→ Required action 1
Write out the part of the RNA-seq mapping tutorial starting at "Assuming you have" and ending at "not case sensitive.".
→ Required action 2
Write what comes next in the RNA-seq mapping tutorial, picking up right after its last line.

→ Source document
□ □ □ □ □ □ □

Some other common databases including Dryad, Ensemble and CNSA. Data that are deposited in these databases do not always appear on NCBI, so really, check which database the author used.

3. Mapping RNA-seq back to reference genome and calculate fpkm values

Assuming you have downloaded everything to the working directory, it should look like this:

#List everything in the directory 
ls -a

If you are using the HPC system powered by NBI research computing, you will need to write the commands in a shell script and submit it to slurm for queueing. You can learn how to write a slurm job script by referring to the documentation provided here. Once you have the basic parameters written for the script, the next step is to load the required packages. On the NBI HPC system, you can try using the following command:”

#search the program hisat2 in the package catalogue. The search is not case sensitive.
catalogue --search hisat2

To load this package, add the following line to your slurm script:

source package {ID for hisat2} 

#copy and paste the ID to the blank. 
#The keyboard shortcut ctrl+c and ctrl+v don't work in all SSH clients, depends on which one you are using, you may try highlight the keywords and rightclick (PuTTY) or ctrl+insert and shift+insert.

Before proceeding further, it’s always advisable to check if the loaded package is functional. You can load the package in the environment and then type the following command to confirm:

#calling hisat2 and requesting the help manual
hisat2 -h

If you see the manual page popping up, you are good to go. First, use hisat2 to build a genome index, then align the RNA-seq read files to the indexed genome reference and generate sam file.

#Building index file
hisat2-build car_asm.fa car_asm.index

#Aligning paired-end RNA-seq reads to the reference genome and generate .sam files
hisat2 -p 16 --dta -x car_asm.index -1 SRR8927023_1.fastq.gz -2 SRR8927023_2.fastq.gz -S CAR_AK.sam
hisat2 -p 16 --dta -x car_asm.index -1 SRR8927024_1.fastq.gz -2 SRR8927024_2.fastq.gz -S CAR_AJ.sam
hisat2 -p 16 --dta -x car_asm.index -1 SRR8927025_1.fastq.gz -2 SRR8927025_2.fastq.gz -S CAR_AM.sam
hisat2 -p 16 --dta -x car_asm.index -1 SRR8927026_1.fastq.gz -2 SRR8927026_2.fastq.gz -S CAR_AL.sam
hisat2 -p 16 --dta -x car_asm.index -1 SRR8927027_1.fastq.gz -2 SRR8927027_2.fastq.gz -S CAR_AG.sam
hisat2 -p 16 --dta -x car_asm.index -1 SRR8927028_1.fastq.gz -2 SRR8927028_2.fastq.gz -S CAR_AF.sam
hisat2 -p 16 --dta -x car_asm.index -1 SRR8927029_1.fastq.gz -2 SRR8927029_2.fastq.gz -S CAR_AI.sam
hisat2 -p 16 --dta -x car_asm.index -1 SRR8927030_1.fastq.gz -2 SRR8927030_2.fastq.gz -S CAR_AH.sam

#-p: number of alignment threads to launch
#--dta: reports alignments tailored for transcript assemblers
#-x: Index filename prefix (minus trailing .X.ht2).

□ □ □ □ □ □ □

→ Data for review

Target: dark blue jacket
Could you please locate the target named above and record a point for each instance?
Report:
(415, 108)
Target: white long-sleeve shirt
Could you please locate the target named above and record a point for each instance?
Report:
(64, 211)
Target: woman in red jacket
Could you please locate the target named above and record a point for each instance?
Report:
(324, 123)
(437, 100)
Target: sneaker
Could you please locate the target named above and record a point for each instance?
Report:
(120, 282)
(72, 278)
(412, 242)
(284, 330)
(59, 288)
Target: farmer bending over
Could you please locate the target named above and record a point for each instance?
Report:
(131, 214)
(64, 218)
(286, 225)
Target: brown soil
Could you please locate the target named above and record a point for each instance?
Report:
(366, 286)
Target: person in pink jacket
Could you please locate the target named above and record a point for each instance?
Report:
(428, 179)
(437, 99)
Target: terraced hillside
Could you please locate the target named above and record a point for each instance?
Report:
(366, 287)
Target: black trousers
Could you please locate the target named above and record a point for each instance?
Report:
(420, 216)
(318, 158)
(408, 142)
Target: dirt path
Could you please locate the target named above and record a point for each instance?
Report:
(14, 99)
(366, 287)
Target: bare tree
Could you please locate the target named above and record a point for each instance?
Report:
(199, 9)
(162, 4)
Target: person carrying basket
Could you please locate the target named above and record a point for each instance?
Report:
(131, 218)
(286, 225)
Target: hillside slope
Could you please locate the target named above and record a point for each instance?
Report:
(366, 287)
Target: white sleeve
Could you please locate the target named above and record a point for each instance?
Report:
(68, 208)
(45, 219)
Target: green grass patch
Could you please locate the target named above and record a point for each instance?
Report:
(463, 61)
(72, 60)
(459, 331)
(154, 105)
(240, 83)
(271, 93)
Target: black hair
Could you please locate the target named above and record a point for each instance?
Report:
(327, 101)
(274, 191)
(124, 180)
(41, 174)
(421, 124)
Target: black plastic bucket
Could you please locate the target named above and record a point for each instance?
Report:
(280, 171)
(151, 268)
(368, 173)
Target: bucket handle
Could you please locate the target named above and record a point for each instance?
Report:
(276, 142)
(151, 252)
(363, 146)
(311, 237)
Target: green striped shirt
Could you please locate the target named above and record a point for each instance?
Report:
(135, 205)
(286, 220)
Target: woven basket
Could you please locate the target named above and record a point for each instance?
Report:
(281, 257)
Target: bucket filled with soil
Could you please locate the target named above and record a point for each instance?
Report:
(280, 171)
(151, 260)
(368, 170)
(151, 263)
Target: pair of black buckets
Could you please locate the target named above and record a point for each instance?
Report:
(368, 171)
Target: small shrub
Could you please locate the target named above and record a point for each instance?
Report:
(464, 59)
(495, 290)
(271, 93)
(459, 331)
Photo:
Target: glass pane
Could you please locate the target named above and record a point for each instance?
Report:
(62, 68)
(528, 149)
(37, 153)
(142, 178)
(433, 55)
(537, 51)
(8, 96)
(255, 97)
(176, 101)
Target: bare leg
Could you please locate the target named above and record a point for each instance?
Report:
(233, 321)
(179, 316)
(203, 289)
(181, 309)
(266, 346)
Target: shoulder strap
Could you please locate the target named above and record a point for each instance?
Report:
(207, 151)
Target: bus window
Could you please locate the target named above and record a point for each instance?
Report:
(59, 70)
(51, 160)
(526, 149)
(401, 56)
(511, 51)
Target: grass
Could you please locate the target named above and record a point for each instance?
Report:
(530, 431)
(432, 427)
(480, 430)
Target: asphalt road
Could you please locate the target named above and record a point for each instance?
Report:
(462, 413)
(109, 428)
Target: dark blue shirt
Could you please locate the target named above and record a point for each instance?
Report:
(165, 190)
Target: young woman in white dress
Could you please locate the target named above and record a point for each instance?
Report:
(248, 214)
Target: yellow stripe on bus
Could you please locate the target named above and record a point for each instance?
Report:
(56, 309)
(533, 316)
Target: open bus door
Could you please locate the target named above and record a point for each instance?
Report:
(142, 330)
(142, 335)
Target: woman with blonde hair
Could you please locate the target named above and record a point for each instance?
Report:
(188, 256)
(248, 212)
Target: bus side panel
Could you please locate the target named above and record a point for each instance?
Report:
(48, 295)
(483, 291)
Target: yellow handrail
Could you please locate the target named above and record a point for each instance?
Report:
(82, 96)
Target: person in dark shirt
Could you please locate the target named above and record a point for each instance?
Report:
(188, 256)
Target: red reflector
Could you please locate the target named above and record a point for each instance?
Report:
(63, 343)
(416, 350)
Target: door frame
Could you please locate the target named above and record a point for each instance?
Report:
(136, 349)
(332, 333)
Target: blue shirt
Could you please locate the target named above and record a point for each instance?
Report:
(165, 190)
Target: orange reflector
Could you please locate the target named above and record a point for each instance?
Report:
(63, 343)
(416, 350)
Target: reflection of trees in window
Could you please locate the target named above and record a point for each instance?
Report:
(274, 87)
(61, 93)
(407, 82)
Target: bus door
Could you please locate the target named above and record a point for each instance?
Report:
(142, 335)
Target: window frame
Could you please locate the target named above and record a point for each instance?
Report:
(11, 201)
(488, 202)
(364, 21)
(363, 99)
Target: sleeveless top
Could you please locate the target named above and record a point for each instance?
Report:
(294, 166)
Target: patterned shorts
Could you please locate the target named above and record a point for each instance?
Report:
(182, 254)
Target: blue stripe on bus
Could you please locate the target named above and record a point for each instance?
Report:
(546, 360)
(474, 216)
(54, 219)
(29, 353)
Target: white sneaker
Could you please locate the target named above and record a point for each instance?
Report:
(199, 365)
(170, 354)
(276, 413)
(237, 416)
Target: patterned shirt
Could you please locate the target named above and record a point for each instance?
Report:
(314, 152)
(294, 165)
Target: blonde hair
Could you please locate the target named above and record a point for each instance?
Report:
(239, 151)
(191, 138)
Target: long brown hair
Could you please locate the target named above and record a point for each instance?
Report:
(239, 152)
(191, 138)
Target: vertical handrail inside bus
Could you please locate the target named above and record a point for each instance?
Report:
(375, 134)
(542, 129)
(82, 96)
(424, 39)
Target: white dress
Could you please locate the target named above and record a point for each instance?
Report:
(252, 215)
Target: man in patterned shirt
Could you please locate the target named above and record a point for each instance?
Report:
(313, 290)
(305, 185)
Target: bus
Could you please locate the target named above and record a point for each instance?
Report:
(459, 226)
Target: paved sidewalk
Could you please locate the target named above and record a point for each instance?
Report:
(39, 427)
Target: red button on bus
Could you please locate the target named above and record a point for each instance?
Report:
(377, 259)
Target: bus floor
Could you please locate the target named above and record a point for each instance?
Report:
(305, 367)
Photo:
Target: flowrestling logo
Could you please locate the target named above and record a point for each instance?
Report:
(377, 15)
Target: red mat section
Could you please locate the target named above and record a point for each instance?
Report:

□ □ □ □ □ □ □

→ Answer space 1
Assuming you have downloaded everything to the working directory, it should look like this:

#List everything in the directory 
ls -a

If you are using the HPC system powered by NBI research computing, you will need to write the commands in a shell script and submit it to slurm for queueing. You can learn how to write a slurm job script by referring to the documentation provided here. Once you have the basic parameters written for the script, the next step is to load the required packages. On the NBI HPC system, you can try using the following command:”

#search the program hisat2 in the package catalogue. The search is not case sensitive.

→ Answer space 2
#-1, -2: paired files. Could be gzip'ed (extension: .gz) or bzip2'ed (extension: .bz2). If the RNA-seq read is unpaired, use -U flag.
#-S: File for SAM output.

With all the samfiles ready, we next sort these files using samtools.

#catalogue --search samtools
source package {ID for samtools} 

#build an index
samtools faidx car_asm.fa

#I wrote a loop to sort the bam files all at once
for i in *.sam;
do 
i=${i%.sam*};
echo ${i};
samtools view -u ${i}.sam | samtools sort -o ${i}.sort.sam
done

At this stage, we have completed the alignment step. The final step involves converting the alignment read depth into gene FPKM values, using the gff3 file as a reference. This step is performed using another package called Cufflinks:

#catalogue --search cufflinks
source package {ID for cufflinks} 

#the converstion is done by cuffdiff function
cuffdiff --no-update-check -p 4 -o ./cuffdiff_output  car.hc_gene_models.gff3 *sort.sam 

#--no-update-check: do not contact server to check for update availability (HPC is not connected to internet!)
#-p: number of threads used during analysis

cd ./cuffdiff_output
ls -a

The file recording FPKM values is called “genes.fpkm_tracking”. Welldone!

*In the original genome paper, the authors also released the file containing TPM (Transcripts per Million) file, which is another quantification measure for the analysis of RNA-seq data. You can play with both FPKM and TPM files in downstream analysis and see which one works better for you.